**Текст для чтения**.
____________

До Львова «Жегота» добралась лишь в мае 1943 года, когда спасать было уже почти некого. В том не было вины польских подпольщиков: их позиции на Львовщине были подорваны советскими репрессиями, а когда поляки начали понемногу восстанавливать конспиративные структуры, то действовали под двойным прессом – немецким и украинским. Вдобавок давала о себе знать неприязнь между пилсудчиками, эндеками и Армией Крайовой. Пилсудчиковская организация Клётца, действуя в отрыве от основных сил подполья, каким-то чудом сумела пережить советский период, но была раздавлена немцами в апреле 1942 года. А местный отдел АК во главе с присланным в сентябре 1941 года из Варшавы генералом Казимиром Савицким лишь в мае 1943 года добился, чтобы в его подчинение перешла хотя бы треть бойцов «Национальных вооруженных сил» (НВС) – вооруженного крыла Национально-радикального лагеря (крайних и самых боевитых эндеков). Но даже это происходило с огромным трудом: первого коменданта НВС убили его же товарищи, не желавшие признавать верховенство АК[170]. И не удивительно! Каково было им, завзятым антисемитам, сотрудничать с организацией, которая считала всех граждан равными в правах?

В итоге одними из немногих спасителей львовских евреев выступили греко-католический митрополит Андрей Шептицкий и его брат Клементий – настоятель Унивского монастыря. У них нашли укрытие, например, раввин Давид Кахане с семьей, сыновья расстрелянного немцами раввина Иезекииля Левина, будущий министр иностранных дел Польши Адам Ротфельд и другие – всего около двадцати человек. Андрей Шептицкий не только помог им спрятаться, но и отправил в августе 1942 года письмо Пию XII, в котором описал, как выглядит Холокост, а также предсказал, что нацизм приведет к «вырождению, какого история еще не знала» (трудное признание для человека, у которого коммунисты убили брата со всей семьей). А в ноябре того же года владыка обратился с пастырским посланием к жителям Галиции, напомнив о заповеди «Не убий!». Но при этом митрополит поддержал создание мельниковцами дивизии СС «Галичина» и давал интервью коллаборационистской прессе. Шептицкий не уведомлял Ватикан о своих политических жестах в отношении Германии, однако они (в частности, январское письмо Гитлеру от 1942 года) стали там известны благодаря двум униатским епископам и архимандриту ордена базилиан в Риме (кстати, украинцам, в отличие от чистокровного поляка Шептицкого)[171].

____________

**Фрагменты данных**.
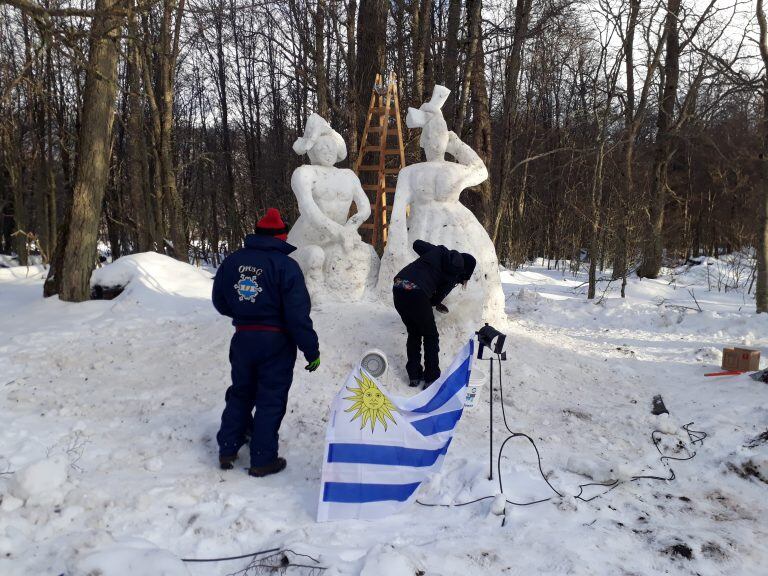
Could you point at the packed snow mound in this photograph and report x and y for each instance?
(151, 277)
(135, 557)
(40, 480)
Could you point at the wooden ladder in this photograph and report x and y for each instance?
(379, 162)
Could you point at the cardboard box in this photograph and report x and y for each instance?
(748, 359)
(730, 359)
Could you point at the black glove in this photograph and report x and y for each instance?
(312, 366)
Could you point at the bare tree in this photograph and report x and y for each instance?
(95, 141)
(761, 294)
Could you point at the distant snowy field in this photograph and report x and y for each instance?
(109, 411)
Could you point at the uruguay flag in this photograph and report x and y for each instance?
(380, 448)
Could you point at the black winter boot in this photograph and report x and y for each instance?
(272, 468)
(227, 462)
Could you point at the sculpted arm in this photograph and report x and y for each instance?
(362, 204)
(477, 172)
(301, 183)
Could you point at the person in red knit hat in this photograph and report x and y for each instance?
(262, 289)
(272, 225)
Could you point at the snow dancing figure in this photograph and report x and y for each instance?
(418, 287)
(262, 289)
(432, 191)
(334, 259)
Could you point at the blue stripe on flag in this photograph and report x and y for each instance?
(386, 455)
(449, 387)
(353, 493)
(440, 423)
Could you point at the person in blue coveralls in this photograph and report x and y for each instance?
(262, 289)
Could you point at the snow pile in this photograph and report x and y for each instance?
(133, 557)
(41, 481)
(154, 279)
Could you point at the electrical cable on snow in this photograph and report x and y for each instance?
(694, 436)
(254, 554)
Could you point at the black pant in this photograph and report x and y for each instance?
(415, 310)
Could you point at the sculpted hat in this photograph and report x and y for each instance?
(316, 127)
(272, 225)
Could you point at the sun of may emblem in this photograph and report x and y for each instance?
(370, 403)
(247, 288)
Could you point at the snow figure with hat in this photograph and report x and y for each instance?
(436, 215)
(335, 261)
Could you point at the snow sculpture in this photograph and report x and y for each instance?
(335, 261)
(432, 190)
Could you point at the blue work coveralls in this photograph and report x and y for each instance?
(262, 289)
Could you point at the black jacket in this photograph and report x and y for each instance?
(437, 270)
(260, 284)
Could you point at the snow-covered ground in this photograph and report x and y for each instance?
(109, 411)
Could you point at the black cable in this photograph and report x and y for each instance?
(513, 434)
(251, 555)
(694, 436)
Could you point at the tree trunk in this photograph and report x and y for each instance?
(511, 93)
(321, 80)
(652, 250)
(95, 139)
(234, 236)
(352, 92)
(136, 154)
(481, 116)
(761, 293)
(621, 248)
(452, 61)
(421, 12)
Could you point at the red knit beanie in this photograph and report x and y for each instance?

____________

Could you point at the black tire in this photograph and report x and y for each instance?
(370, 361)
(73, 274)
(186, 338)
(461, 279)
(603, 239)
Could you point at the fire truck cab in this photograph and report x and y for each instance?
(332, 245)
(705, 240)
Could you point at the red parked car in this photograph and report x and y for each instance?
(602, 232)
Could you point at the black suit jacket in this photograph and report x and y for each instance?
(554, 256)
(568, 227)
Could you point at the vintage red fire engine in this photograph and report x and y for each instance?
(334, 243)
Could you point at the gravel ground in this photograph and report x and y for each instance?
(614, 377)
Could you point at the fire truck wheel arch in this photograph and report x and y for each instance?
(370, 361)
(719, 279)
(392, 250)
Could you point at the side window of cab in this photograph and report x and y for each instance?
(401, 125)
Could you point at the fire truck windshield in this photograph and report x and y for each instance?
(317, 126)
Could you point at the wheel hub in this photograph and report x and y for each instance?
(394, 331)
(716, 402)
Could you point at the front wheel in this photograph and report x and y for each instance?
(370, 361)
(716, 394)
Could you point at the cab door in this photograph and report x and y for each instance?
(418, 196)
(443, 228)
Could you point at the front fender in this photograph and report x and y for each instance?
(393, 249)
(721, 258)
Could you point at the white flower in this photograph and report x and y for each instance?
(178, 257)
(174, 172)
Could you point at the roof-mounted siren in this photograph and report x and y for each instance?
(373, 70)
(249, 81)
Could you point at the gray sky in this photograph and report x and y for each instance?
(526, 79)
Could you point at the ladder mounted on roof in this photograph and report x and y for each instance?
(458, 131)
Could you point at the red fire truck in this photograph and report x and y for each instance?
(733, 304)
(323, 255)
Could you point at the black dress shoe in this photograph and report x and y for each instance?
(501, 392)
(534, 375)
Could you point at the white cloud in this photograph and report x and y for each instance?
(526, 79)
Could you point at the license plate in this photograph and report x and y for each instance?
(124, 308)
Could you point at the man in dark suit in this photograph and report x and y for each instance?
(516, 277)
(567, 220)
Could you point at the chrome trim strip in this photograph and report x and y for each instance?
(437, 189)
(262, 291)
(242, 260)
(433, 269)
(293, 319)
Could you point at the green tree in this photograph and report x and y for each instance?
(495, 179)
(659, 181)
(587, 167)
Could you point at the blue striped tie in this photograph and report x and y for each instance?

____________

**Задание**.
Ответьте на вопросы по тексту о спасении евреев во Львове:
(a) Когда «Жегота» добралась до Львова?
(b) Кто возглавлял местный отдел Армии Крайовой?
(c) Сколько примерно человек нашли укрытие у братьев Шептицких?

**Ответ**.
(a) В мае 1943 года.
(b) Генерал Казимир Савицкий.
(c) Около двадцати человек.